== Exercise instructions ==
Without the pictures, give the entries below again exactly as written.
================
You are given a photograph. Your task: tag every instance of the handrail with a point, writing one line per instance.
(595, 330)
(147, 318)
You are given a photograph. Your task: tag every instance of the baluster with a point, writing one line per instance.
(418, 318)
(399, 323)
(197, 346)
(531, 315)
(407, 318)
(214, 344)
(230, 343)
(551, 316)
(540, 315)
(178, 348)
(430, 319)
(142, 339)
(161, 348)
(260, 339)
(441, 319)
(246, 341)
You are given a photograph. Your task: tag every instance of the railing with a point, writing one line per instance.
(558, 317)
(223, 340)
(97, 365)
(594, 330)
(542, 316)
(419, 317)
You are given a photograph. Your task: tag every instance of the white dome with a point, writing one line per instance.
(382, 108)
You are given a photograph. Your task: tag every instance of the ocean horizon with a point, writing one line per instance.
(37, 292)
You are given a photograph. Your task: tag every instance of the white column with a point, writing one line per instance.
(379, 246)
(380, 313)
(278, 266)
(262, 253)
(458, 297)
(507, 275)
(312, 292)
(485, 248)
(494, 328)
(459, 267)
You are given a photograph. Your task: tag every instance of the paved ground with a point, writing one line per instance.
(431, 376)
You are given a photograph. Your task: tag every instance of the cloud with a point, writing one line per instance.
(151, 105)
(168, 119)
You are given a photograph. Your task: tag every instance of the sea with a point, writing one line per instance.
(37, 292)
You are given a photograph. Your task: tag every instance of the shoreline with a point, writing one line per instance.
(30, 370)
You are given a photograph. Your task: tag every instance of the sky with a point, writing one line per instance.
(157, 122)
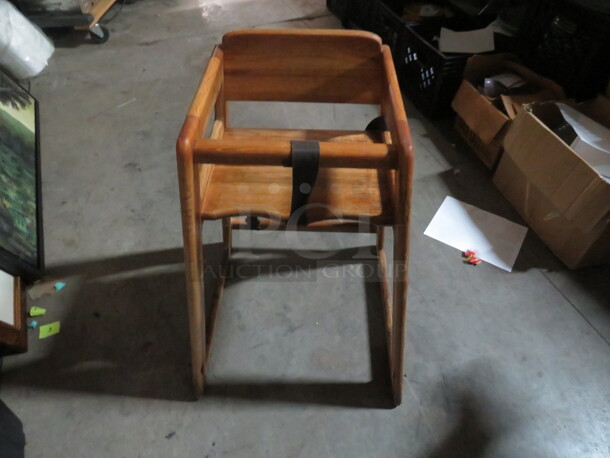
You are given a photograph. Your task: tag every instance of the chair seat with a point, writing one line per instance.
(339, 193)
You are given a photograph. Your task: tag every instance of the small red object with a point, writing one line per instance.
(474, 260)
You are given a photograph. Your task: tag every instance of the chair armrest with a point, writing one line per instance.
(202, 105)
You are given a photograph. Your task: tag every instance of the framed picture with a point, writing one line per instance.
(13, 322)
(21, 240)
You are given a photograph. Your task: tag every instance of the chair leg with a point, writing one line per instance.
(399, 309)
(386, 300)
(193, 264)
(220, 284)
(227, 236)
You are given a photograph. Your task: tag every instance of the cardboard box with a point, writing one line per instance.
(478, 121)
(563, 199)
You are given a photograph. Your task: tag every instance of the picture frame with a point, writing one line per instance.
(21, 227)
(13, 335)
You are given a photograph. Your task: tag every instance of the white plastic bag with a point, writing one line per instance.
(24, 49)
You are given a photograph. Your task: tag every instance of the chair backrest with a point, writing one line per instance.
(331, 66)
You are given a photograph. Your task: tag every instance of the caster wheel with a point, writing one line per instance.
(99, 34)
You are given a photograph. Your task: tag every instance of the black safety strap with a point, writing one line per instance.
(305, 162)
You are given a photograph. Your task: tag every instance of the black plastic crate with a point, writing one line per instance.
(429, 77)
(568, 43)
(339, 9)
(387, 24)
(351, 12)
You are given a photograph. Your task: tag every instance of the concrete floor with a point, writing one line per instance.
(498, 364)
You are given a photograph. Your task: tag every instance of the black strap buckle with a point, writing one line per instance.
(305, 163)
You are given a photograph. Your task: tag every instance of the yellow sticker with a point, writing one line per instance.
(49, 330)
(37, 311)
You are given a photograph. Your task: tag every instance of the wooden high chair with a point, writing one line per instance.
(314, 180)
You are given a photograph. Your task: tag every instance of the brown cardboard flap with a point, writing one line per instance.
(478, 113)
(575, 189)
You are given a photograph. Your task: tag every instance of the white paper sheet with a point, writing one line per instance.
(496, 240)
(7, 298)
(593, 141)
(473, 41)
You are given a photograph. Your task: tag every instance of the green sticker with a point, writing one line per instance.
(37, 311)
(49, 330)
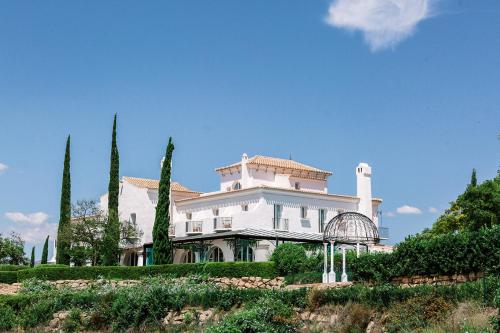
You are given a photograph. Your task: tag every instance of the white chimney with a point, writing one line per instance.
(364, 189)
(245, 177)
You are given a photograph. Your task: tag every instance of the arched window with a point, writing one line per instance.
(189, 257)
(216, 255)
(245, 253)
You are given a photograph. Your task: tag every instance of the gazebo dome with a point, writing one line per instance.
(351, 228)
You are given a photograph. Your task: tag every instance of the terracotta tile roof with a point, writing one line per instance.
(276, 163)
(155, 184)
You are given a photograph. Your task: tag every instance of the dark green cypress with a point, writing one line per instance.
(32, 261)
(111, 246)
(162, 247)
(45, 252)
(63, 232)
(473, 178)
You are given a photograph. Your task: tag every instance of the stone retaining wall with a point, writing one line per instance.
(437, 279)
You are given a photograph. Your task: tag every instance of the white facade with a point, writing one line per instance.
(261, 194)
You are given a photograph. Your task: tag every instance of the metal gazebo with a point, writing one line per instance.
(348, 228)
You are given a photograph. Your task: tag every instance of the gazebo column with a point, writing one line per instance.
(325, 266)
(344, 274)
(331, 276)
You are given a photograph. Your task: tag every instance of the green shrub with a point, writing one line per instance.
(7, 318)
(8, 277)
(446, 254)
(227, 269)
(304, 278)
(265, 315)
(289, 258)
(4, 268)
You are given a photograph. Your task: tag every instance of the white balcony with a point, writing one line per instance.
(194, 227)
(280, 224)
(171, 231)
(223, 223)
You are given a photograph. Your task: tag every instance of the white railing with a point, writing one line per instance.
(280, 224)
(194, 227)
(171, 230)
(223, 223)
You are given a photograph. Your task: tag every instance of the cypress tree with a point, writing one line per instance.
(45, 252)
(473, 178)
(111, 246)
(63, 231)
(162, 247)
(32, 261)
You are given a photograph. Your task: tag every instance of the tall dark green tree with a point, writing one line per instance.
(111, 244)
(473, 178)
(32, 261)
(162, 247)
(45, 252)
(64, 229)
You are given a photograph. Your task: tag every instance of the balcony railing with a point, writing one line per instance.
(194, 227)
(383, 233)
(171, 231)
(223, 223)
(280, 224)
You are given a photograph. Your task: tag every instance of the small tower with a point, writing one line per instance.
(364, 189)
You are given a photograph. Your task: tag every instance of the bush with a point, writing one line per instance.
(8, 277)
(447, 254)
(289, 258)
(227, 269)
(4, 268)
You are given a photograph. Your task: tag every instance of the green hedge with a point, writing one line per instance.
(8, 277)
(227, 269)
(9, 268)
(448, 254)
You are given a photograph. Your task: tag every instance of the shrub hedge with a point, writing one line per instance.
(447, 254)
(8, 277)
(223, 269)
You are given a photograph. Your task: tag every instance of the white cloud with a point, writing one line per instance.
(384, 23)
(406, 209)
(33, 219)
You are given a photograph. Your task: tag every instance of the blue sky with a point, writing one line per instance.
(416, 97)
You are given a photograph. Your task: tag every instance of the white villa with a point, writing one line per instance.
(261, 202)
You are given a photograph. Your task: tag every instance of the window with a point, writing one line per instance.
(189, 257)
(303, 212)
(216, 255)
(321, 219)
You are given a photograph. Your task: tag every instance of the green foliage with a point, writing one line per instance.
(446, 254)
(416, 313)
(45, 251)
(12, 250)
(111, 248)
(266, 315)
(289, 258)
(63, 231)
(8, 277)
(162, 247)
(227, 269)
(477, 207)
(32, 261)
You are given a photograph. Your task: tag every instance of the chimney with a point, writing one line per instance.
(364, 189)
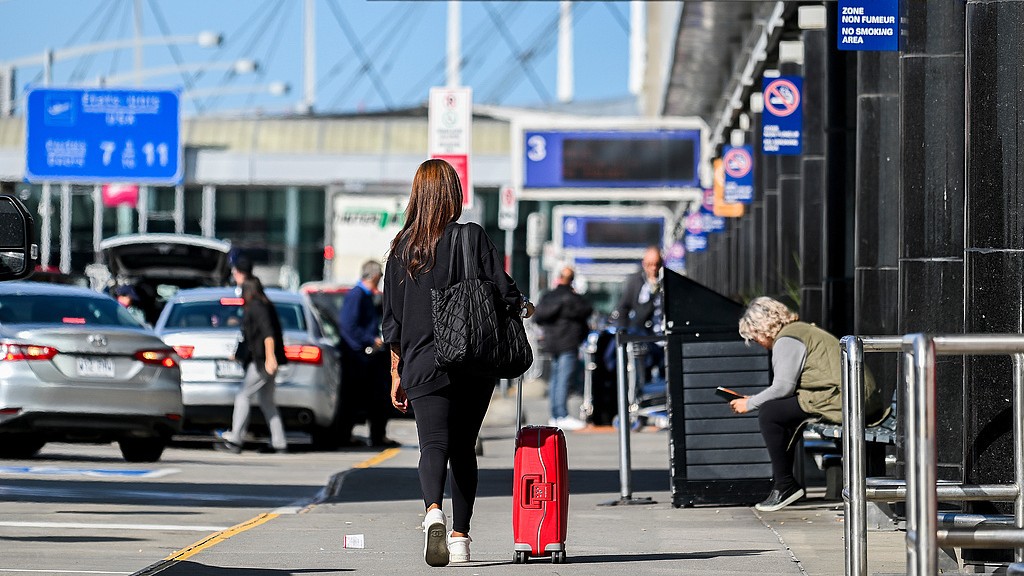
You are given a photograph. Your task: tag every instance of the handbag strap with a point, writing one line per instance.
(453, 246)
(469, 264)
================
== Solved exercise ==
You are given a photograph. Your task: tag every instance of the handrail with a point, writing one line per instance.
(595, 330)
(147, 318)
You are given a photograph. Your task: tag every instance of the baluster with a point, writing one line per instance.
(418, 318)
(399, 323)
(197, 346)
(531, 315)
(407, 318)
(214, 344)
(230, 343)
(551, 316)
(540, 315)
(178, 348)
(430, 319)
(142, 339)
(161, 348)
(260, 339)
(441, 319)
(246, 341)
You are given a photograph. Your task: tag every instance of the railing with a point, writing one line per instance.
(558, 317)
(223, 340)
(97, 365)
(594, 330)
(542, 316)
(419, 317)
You are given a photograph. Your task: tag every instance of the white dome with a point, writing one line per instance.
(382, 108)
You are given a photograph. Your task: tag every instance of the ocean horizon with a point, writing one line per instance.
(37, 292)
You are given a photograph. Your task: tag every instance of the white column with a point, writing one line per instance.
(379, 246)
(380, 313)
(278, 266)
(262, 253)
(458, 297)
(507, 275)
(312, 292)
(485, 248)
(494, 328)
(459, 267)
You are given a photograph. Your task: tag every instance of the paved ground with a point, writing one line per instance.
(431, 376)
You are given a photograph. Your task: tag every instance of the cloud with a point, writing one line per instance.
(151, 105)
(168, 119)
You are given a photograph. Your task: tag every instance of the sea with a point, writing one line per instance.
(37, 292)
You are given a photograph. Your task: tag every instance of the shoreline with a point, writing one line per instance.
(30, 370)
You are given a photograph. Your task: tag every instance of the sky with a point, writing one line per instance.
(157, 122)
You are given a photograph. Your task: tag every instance of the chair seat with a point, writing one line per instance.
(339, 193)
You are given a photograph. Your task: tag every instance of the small red object with a point, writing one line per instance.
(474, 260)
You are given a photograph. Your task: tag every instance of the chair armrest with a point, writing one line per instance.
(202, 105)
You are given a photograph. Your task: tag every instance of the framed picture with a point, writing one line per instance.
(13, 322)
(21, 240)
You are given a photograph. Your task: tag every instance of the chair leg with a point, writing one line per instance.
(399, 309)
(386, 300)
(193, 264)
(220, 284)
(227, 236)
You are given a photograph. Your task: tag every instance of the cardboard box with a point, writing one line per instance.
(478, 121)
(563, 199)
You are given a photograph. Your task: tag every instance of the picture frame with a point, writing one line per instance.
(21, 227)
(13, 335)
You are given a photograph. Your task: tag every instance of the white plastic bag with a point, writing one line per instance.
(24, 49)
You are given a photograph. Your task: tag every instance of the chair backrest with a point, writing one line per instance.
(331, 66)
You are given a photograph. Your task: tag every instance of the caster wheel with a point, writing one line per instance.
(99, 34)
You are given a photograph. Your task: tag every instance of the black safety strap with a point, writing one line per instance.
(305, 162)
You are given a photograph. Your task: tag every instance of the black plastic crate with a point, writing one line per instance.
(429, 77)
(568, 43)
(339, 9)
(387, 24)
(351, 12)
You are given a photograph. Your task: tag every instance of the concrete floor with a point, writing one line per instance.
(498, 364)
You are given a photograph. Your task: tag every instance of the black strap buckle with a point, writing one line per instance.
(305, 163)
You are given a photograph. Your task: tag every instance of the yellow sticker with a point, writing one line per instance.
(49, 330)
(37, 311)
You are given a photograph. Your task: tag every instance of the wooden high chair with a point, writing one line per instance.
(314, 180)
You are given a photograph. Your task: tag every instance of the brown cardboard flap with a point, writing one line per instance.
(478, 113)
(575, 189)
You are given a photograph. Your task: tag every instance of the white paper sheet with a point, writing one line per instance.
(496, 240)
(7, 298)
(593, 141)
(473, 41)
You are given a photograph. Your task: tag every instance of the green sticker with a point, writing one line per instance.
(37, 311)
(49, 330)
You are given a photograph. Your task: tag every instance of the white chimney with a point, writing one line per instance.
(364, 189)
(245, 177)
You are given a photograph. Your task: tag every instance of the arched window with a point, writing one line per instance.
(189, 257)
(216, 255)
(245, 253)
You are given a photograph. Your task: tag every instance of the gazebo dome with a point, writing one line per instance.
(351, 228)
You are given a photograph. Your task: tag every instance of the terracotta tile roof with a point, writing one line per instance.
(276, 163)
(155, 184)
You are given a photograph. Your task: tag every instance of the dark green cypress with a point, writing one line per instance.
(32, 261)
(111, 246)
(162, 247)
(45, 252)
(63, 232)
(473, 178)
You are given a photograph. Your task: tag every instance of the stone retaining wall with a point, writing one line per instance.
(437, 279)
You are given a photograph. Your task: tag every instance of the white facade with a point, writing one line per instance.
(261, 194)
You are given a photograph. Your task: tag every instance of the metal gazebo with a point, writing one line per instance.
(348, 228)
You are given a photograph. Your task: tag every instance of the gazebo column with a point, writing one line per instance.
(325, 266)
(344, 274)
(331, 276)
You are given a photograph. Your task: tag every instance of the green shrub with a point, writing one line per instance.
(7, 318)
(8, 277)
(446, 254)
(227, 269)
(304, 278)
(265, 315)
(289, 258)
(4, 268)
You are given a photograph. Your task: tag every instance of the white balcony with a point, writing one line per instance.
(194, 227)
(280, 224)
(171, 231)
(223, 223)
You are given a photograph. Your task: tag every instance of the white railing with a point, writing one line per instance.
(280, 224)
(194, 227)
(171, 230)
(223, 223)
You are given a photograph. Your task: tag every instance of the cypress tree with a point, writing one line per instance.
(45, 252)
(473, 178)
(111, 246)
(63, 231)
(162, 247)
(32, 261)
You are given a photograph. Your task: tag every instance of the tall dark green tree with a point, writing one line per instance.
(111, 244)
(473, 178)
(32, 261)
(162, 247)
(45, 252)
(64, 229)
You are given a photograph. Your task: tag every instance of the balcony railing with a point, writing one line per instance.
(194, 227)
(383, 233)
(171, 231)
(223, 223)
(280, 224)
You are given a photograph. Your task: tag every instance of the small tower with a point, writing one line per instance.
(364, 189)
You are given a photograph. Your task: tag every instance of the bush with a point, writing one line per instance.
(8, 277)
(447, 254)
(289, 258)
(227, 269)
(4, 268)
You are given a photograph. Your task: tag every instance of the green hedge with a point, writing one line per instance.
(8, 277)
(227, 269)
(9, 268)
(448, 254)
You are given a photograph. Your task: tag every instance of the shrub hedge with a point, writing one line per instance.
(447, 254)
(8, 277)
(223, 269)
You are given a photograph. Your task: tag every instance of the white cloud with a point, writing one line per instance.
(384, 23)
(406, 209)
(33, 219)
You are given a photograph. Your task: tag every instance of the blue sky with a point, writing one line per instance.
(416, 97)
You are given a photograph. Your task: tag every instance of the white villa with a point, writing one line per instance.
(261, 202)
You are given a photograph. Your task: tag every instance of the window with a point, writing one line per instance.
(189, 257)
(303, 212)
(216, 255)
(321, 219)
You are given a photograph. Your task: tag every instance of the green foliage with a point, writing one line per instance.
(446, 254)
(416, 313)
(45, 251)
(12, 250)
(111, 248)
(266, 315)
(289, 258)
(63, 231)
(8, 277)
(162, 247)
(227, 269)
(477, 207)
(32, 261)
You are given a photograph. Your task: tag every instance of the chimney with a point, writing one line per instance.
(364, 189)
You are given a photograph. Your task: tag every instance of the handbag strap with a point, writing one line per instance.
(453, 246)
(469, 264)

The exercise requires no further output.